> [Try it]:
Return all the entries below exactly, except for the images they hold.

> [Input]:
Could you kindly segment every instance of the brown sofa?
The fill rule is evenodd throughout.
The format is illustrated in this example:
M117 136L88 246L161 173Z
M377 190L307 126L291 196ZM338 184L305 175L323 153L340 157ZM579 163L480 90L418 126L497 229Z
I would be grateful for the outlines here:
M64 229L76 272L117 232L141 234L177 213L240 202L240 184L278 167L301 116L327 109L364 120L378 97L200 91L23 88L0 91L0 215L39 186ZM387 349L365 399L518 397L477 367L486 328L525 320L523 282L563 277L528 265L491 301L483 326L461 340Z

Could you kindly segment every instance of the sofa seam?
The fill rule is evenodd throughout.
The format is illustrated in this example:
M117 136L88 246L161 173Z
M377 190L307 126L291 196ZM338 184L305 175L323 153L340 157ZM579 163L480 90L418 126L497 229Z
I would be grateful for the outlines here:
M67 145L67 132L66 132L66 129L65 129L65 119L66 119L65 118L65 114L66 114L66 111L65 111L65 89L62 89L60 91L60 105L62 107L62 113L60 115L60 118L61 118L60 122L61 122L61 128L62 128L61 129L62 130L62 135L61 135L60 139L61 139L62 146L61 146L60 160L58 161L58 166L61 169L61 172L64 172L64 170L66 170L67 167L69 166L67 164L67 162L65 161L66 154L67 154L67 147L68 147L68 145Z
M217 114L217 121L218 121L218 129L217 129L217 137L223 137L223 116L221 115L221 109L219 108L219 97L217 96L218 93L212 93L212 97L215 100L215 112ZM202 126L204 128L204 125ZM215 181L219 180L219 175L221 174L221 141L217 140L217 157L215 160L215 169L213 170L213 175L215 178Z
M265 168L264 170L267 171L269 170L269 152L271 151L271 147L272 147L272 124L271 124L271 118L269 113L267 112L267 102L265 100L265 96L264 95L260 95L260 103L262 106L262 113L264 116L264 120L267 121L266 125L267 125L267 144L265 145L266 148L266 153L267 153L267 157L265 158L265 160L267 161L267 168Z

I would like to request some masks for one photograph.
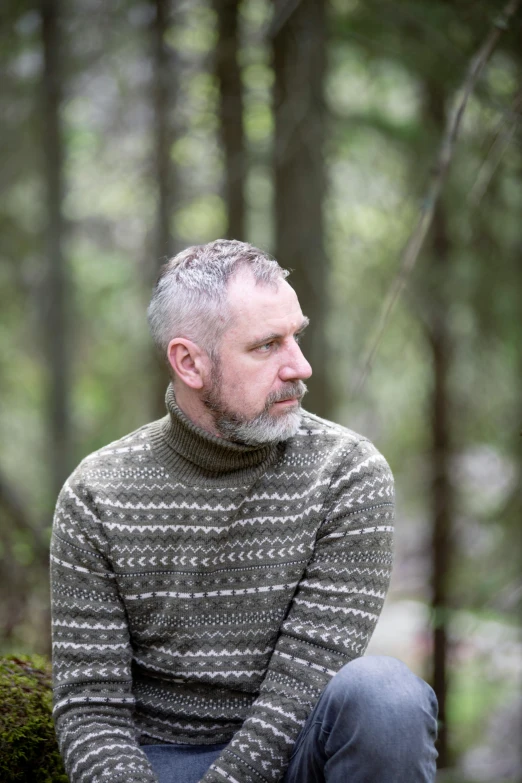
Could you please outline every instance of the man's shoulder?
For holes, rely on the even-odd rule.
[[[89,483],[104,475],[128,476],[132,479],[136,473],[143,473],[154,461],[151,434],[159,422],[149,422],[133,432],[88,454],[80,462],[68,481]]]
[[[293,443],[287,457],[289,463],[305,468],[312,465],[314,471],[320,471],[328,479],[329,492],[346,493],[351,491],[353,482],[363,482],[371,487],[374,495],[393,498],[390,465],[365,435],[303,411]],[[362,497],[361,492],[359,496]]]
[[[328,470],[360,463],[380,464],[390,470],[386,459],[368,437],[306,410],[302,412],[298,432],[291,439],[291,451],[307,453]]]
[[[361,435],[343,424],[323,419],[315,413],[310,413],[306,410],[302,412],[301,425],[297,434],[301,437],[308,436],[317,440],[325,440],[330,443],[338,442],[345,445],[352,444],[355,446],[361,442],[371,443],[365,435]]]

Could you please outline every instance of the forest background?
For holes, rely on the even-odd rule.
[[[438,780],[522,780],[518,5],[4,2],[1,653],[49,652],[66,476],[164,413],[145,320],[160,264],[245,239],[294,270],[306,407],[369,436],[395,474],[369,652],[434,685]]]

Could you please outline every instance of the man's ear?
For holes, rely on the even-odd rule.
[[[167,348],[167,359],[186,386],[191,389],[203,388],[208,357],[199,345],[184,337],[175,337]]]

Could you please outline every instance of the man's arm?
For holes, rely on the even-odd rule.
[[[71,783],[157,783],[136,741],[125,609],[90,493],[73,477],[51,541],[54,720]]]
[[[364,654],[391,573],[393,477],[359,441],[333,477],[314,555],[281,626],[259,697],[201,783],[278,781],[331,677]]]

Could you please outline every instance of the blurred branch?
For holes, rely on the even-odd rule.
[[[484,609],[500,612],[520,612],[522,606],[522,581],[515,579],[504,585],[484,604]]]
[[[433,221],[435,206],[448,174],[462,117],[469,97],[472,94],[486,63],[491,57],[500,36],[508,29],[509,22],[517,12],[520,2],[521,0],[509,0],[503,12],[496,18],[493,28],[490,30],[486,40],[470,61],[462,86],[457,93],[454,109],[449,115],[446,130],[442,137],[442,142],[433,168],[431,182],[429,183],[423,198],[417,223],[402,253],[399,270],[384,300],[377,328],[369,343],[370,348],[362,364],[361,371],[356,378],[353,388],[353,393],[355,394],[358,394],[364,386],[377,348],[386,326],[388,325],[392,310],[417,262],[424,240],[426,239],[426,235]]]
[[[520,122],[521,108],[522,90],[519,90],[513,101],[512,108],[512,114],[515,116],[515,119],[511,124],[511,127],[507,129],[504,128],[503,122],[500,122],[500,127],[498,128],[497,133],[495,134],[495,137],[491,143],[487,157],[483,161],[475,179],[475,183],[469,192],[468,201],[472,207],[478,206],[482,200],[482,197],[488,189],[489,183],[493,179],[495,171],[500,165],[500,161],[504,157],[505,152],[511,144],[511,140],[515,135],[515,131],[517,130]]]
[[[301,0],[276,0],[274,3],[274,15],[265,32],[265,38],[275,38],[277,33],[288,22]]]

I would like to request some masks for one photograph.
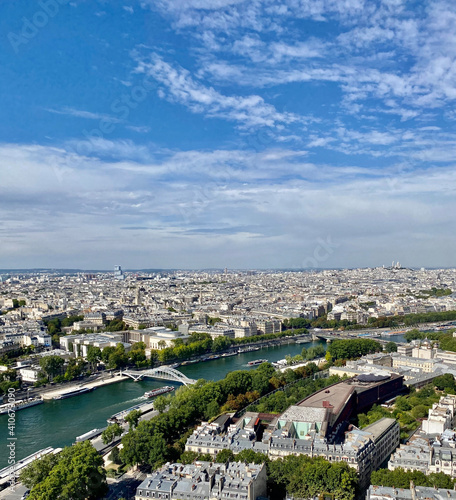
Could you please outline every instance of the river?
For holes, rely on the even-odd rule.
[[[385,339],[385,337],[383,337]],[[391,338],[395,342],[403,341],[402,336]],[[287,354],[300,354],[303,347],[323,345],[324,341],[306,344],[285,344],[264,347],[259,351],[246,352],[229,358],[220,358],[204,363],[181,366],[178,369],[192,379],[220,380],[234,370],[245,370],[249,361],[267,359],[278,361]],[[16,460],[47,446],[54,448],[72,444],[80,436],[95,428],[107,425],[106,419],[114,413],[124,410],[141,401],[145,391],[175,385],[172,382],[144,379],[133,380],[97,388],[95,391],[73,398],[46,401],[45,403],[16,412]],[[6,444],[8,438],[8,415],[0,415],[0,469],[8,465]]]

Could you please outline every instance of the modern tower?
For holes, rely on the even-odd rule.
[[[114,278],[116,280],[125,279],[125,274],[123,273],[122,268],[120,266],[114,266]]]

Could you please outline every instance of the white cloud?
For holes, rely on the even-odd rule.
[[[404,249],[417,265],[447,262],[440,246],[427,253],[424,241],[417,249],[413,231],[420,227],[434,243],[440,236],[448,240],[443,228],[456,209],[452,164],[340,167],[314,164],[305,151],[287,149],[151,150],[149,158],[107,160],[64,148],[0,145],[4,265],[21,255],[24,266],[110,267],[111,258],[126,267],[223,266],[222,258],[236,267],[283,267],[327,235],[341,245],[329,266],[350,265],[366,236],[366,257],[358,265],[383,259],[385,239],[394,251],[397,238],[402,245],[407,237]],[[131,228],[127,237],[121,228]]]
[[[111,115],[106,115],[103,113],[94,113],[92,111],[86,111],[83,109],[75,109],[69,106],[64,106],[60,109],[45,108],[45,111],[57,115],[73,116],[75,118],[85,118],[87,120],[109,120],[112,123],[121,122],[121,120]]]
[[[196,81],[189,71],[173,67],[157,55],[140,61],[138,72],[145,72],[158,80],[164,98],[187,106],[194,113],[225,118],[241,128],[280,127],[298,121],[293,113],[281,113],[258,95],[227,96]]]

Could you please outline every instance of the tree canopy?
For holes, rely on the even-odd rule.
[[[103,458],[88,441],[33,462],[20,480],[31,489],[29,500],[96,500],[108,490]]]

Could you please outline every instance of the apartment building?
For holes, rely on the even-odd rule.
[[[259,500],[267,497],[264,464],[167,463],[137,488],[135,500]]]

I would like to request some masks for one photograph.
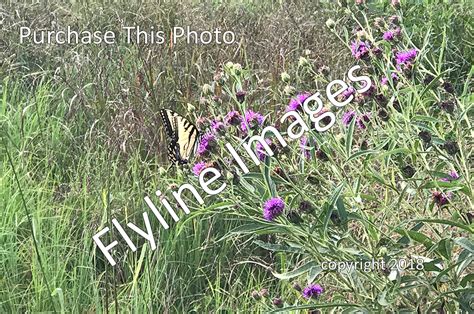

> [Answer area]:
Could you kindly segment every instance of the brown sofa?
The fill rule is evenodd throughout.
The format is illustrated in this example:
M117 136L88 246L161 173Z
M377 190L307 126L291 196ZM338 184L305 175L323 153L340 157ZM579 163L480 90L418 126L497 229Z
I would be grateful for the outlines here:
M64 229L76 272L117 232L141 234L177 213L240 202L240 184L278 167L301 116L327 109L364 120L378 97L200 91L23 88L0 91L0 215L39 186ZM387 349L365 399L518 397L477 367L486 328L525 320L523 282L563 277L528 265L491 301L483 326L461 340Z

Could you kindly segment every instance of the sofa seam?
The fill rule is evenodd throughout.
The format is illustrated in this example:
M117 136L88 246L161 173Z
M377 190L307 126L291 196ZM338 184L305 175L323 153L340 157ZM579 163L480 90L418 126L497 229Z
I would be grateful for the outlines here:
M67 145L67 132L66 132L66 129L65 129L65 119L66 119L65 118L65 114L66 114L66 111L65 111L65 89L62 89L60 91L60 105L62 107L62 113L60 115L60 118L61 118L60 122L61 122L61 128L62 128L61 129L62 130L62 135L61 135L60 139L61 139L62 146L61 146L60 160L58 161L58 166L61 169L61 172L64 172L64 170L66 170L67 167L69 166L67 164L67 162L65 161L66 154L67 154L67 147L68 147L68 145Z
M217 114L217 121L218 121L218 129L217 129L217 137L223 137L223 116L221 115L221 109L219 108L219 97L217 96L218 93L212 93L212 97L215 100L215 112ZM202 126L204 128L204 125ZM215 181L219 180L219 175L221 174L221 141L217 140L217 157L215 160L215 169L213 170L213 175L215 178Z
M265 168L264 170L267 171L269 170L269 152L271 151L271 147L272 147L272 124L271 124L271 118L269 113L267 112L267 102L265 100L265 96L264 95L260 95L260 103L262 106L262 113L264 116L264 120L267 121L266 125L267 125L267 144L265 145L266 148L266 153L267 153L267 157L265 158L265 160L267 161L267 168Z

I would like to request some masks for one photograph.
Could you please outline every instance of the man's shoulder?
For holes, rely on the even-odd rule.
[[[89,483],[104,475],[128,476],[132,479],[136,473],[143,473],[154,461],[151,434],[159,422],[149,422],[133,432],[88,454],[80,462],[68,481]]]
[[[293,443],[287,457],[289,463],[305,468],[312,465],[314,471],[320,471],[328,479],[329,492],[346,493],[351,491],[353,482],[363,482],[371,487],[374,495],[393,498],[390,465],[365,435],[303,411]],[[362,497],[361,492],[359,496]]]
[[[328,470],[360,463],[380,464],[390,470],[386,459],[368,437],[306,410],[302,412],[298,432],[291,439],[291,451],[307,453]]]
[[[361,435],[343,424],[323,419],[315,413],[310,413],[306,410],[302,412],[301,425],[297,434],[301,437],[308,436],[317,440],[325,440],[330,443],[338,442],[345,445],[352,444],[355,446],[361,442],[371,443],[365,435]]]

Could you please outline every instance of the forest background?
For holes, rely on the even-odd rule.
[[[438,780],[522,780],[518,5],[4,2],[1,653],[49,652],[66,476],[164,413],[145,320],[160,264],[245,239],[294,270],[306,407],[369,436],[395,474],[369,652],[434,685]]]

Could you please outline every instance of the man's ear?
For holes, rely on the even-odd rule.
[[[167,348],[167,359],[186,386],[191,389],[203,388],[208,357],[199,345],[184,337],[175,337]]]

Could you please outline every instance of the man's arm?
For holes, rely on the even-odd rule.
[[[71,783],[157,783],[136,741],[125,609],[90,493],[73,477],[51,541],[54,720]]]
[[[364,654],[391,573],[393,477],[359,441],[333,477],[314,555],[281,626],[259,697],[201,783],[278,781],[331,677]]]

Could you please outline every instance of the blurred branch?
For holes, rely on the even-odd rule.
[[[484,609],[500,612],[520,612],[522,606],[522,581],[515,579],[504,585],[484,604]]]
[[[433,221],[435,206],[448,174],[462,117],[469,97],[472,94],[486,63],[491,57],[500,36],[508,29],[509,22],[517,12],[520,2],[521,0],[509,0],[503,12],[496,18],[493,28],[490,30],[486,40],[470,61],[462,86],[457,93],[454,109],[449,115],[446,130],[442,137],[442,142],[433,168],[431,182],[429,183],[423,198],[417,223],[402,253],[399,270],[384,300],[377,328],[369,343],[370,348],[362,364],[361,371],[356,378],[353,388],[353,393],[355,394],[358,394],[364,386],[377,348],[386,326],[388,325],[392,310],[417,262],[424,240],[426,239],[426,235]]]
[[[520,122],[521,108],[522,90],[519,90],[513,101],[512,108],[512,114],[515,116],[515,119],[511,124],[511,127],[507,129],[504,128],[503,122],[500,122],[500,127],[498,128],[497,133],[495,134],[495,137],[491,143],[487,157],[483,161],[475,179],[475,183],[469,192],[468,201],[472,207],[478,206],[482,200],[482,197],[488,189],[489,183],[493,179],[495,171],[500,165],[500,161],[504,157],[505,152],[511,144],[511,140],[515,135],[515,131],[517,130]]]
[[[301,0],[276,0],[274,3],[274,15],[265,32],[265,38],[275,38],[277,33],[288,22]]]

I would like to request some masks for one photograph.
Could you please outline every instance of the river?
For holes, rely on the even-odd rule.
[[[385,339],[385,337],[383,337]],[[391,338],[395,342],[403,341],[402,336]],[[287,354],[300,354],[303,347],[323,345],[324,341],[306,344],[285,344],[264,347],[259,351],[246,352],[229,358],[220,358],[204,363],[181,366],[178,369],[192,379],[220,380],[234,370],[245,370],[249,361],[267,359],[278,361]],[[16,460],[47,446],[54,448],[72,444],[80,436],[95,428],[107,425],[106,419],[114,413],[124,410],[141,401],[145,391],[175,385],[172,382],[144,379],[133,380],[97,388],[95,391],[73,398],[46,401],[45,403],[16,412]],[[6,444],[8,438],[8,415],[0,415],[0,469],[8,465]]]

Could you please outline every instance of the modern tower?
For holes, rely on the even-odd rule.
[[[114,278],[116,280],[125,279],[125,274],[123,273],[122,268],[120,266],[114,266]]]

Could you please outline every instance of the white cloud?
For holes, rely on the even-odd rule.
[[[404,249],[417,265],[447,262],[440,246],[427,253],[424,241],[417,249],[413,231],[420,227],[434,243],[440,236],[448,240],[443,228],[456,209],[452,164],[340,167],[314,164],[305,151],[287,149],[151,150],[149,158],[107,160],[64,148],[0,145],[4,265],[21,255],[24,266],[110,267],[111,258],[126,267],[223,266],[222,258],[236,267],[283,267],[327,235],[341,245],[329,266],[350,265],[366,236],[366,257],[358,265],[383,259],[385,239],[394,251],[397,238],[402,245],[407,237]],[[131,228],[127,237],[121,228]]]
[[[111,115],[106,115],[103,113],[94,113],[92,111],[86,111],[83,109],[75,109],[69,106],[64,106],[60,109],[45,108],[45,111],[57,115],[73,116],[75,118],[85,118],[87,120],[109,120],[112,123],[121,122],[121,120]]]
[[[196,81],[189,71],[173,67],[157,55],[140,61],[138,72],[145,72],[158,80],[164,98],[187,106],[194,113],[225,118],[241,128],[280,127],[298,121],[293,113],[281,113],[258,95],[227,96]]]

Could you please outline every instance of the tree canopy?
For holes, rely on the even-odd rule.
[[[103,458],[88,441],[33,462],[20,480],[31,489],[29,500],[96,500],[108,490]]]

Could you please outline every instance of the apartment building?
For holes, rely on the even-odd rule.
[[[259,500],[267,497],[264,464],[167,463],[137,488],[135,500]]]

I would like to request some masks for one photograph.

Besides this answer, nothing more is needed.